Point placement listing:
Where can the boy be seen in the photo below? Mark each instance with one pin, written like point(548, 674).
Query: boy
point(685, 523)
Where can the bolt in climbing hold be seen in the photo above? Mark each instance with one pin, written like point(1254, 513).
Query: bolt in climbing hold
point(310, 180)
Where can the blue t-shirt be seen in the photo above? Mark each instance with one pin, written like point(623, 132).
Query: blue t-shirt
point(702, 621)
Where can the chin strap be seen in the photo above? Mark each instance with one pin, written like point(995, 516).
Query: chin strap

--

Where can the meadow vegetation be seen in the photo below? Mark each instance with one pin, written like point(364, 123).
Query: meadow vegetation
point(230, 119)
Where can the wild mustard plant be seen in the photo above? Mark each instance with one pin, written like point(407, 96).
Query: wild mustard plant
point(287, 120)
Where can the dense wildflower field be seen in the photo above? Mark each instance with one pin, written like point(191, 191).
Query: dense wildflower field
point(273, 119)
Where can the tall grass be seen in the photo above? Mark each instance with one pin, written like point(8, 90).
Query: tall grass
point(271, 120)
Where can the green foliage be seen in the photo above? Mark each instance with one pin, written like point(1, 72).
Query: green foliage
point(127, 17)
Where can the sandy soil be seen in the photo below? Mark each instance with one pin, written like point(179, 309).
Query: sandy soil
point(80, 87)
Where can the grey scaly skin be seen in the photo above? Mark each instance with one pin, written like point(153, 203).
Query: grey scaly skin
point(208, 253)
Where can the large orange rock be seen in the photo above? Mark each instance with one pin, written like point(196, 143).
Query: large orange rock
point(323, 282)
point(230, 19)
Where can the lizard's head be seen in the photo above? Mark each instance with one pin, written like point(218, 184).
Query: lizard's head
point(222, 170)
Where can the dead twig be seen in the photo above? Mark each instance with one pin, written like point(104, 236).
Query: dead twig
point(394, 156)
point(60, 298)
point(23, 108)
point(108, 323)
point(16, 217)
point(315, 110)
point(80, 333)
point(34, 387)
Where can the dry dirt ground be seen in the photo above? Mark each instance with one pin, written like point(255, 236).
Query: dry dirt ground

■ Your task
Rewrite the listing from the line with "Where can the boy" to the line with "point(310, 180)", replacing "pin" with "marker" and leaving everything else unchanged.

■ Exercise response
Where can the boy be seen in the photo below? Mark each instance with one marker, written like point(548, 674).
Query: boy
point(685, 523)
Where can the bolt in climbing hold be seen in the photo above? Mark each instance with one marker, written like point(1254, 513).
Query: bolt in climbing hold
point(310, 180)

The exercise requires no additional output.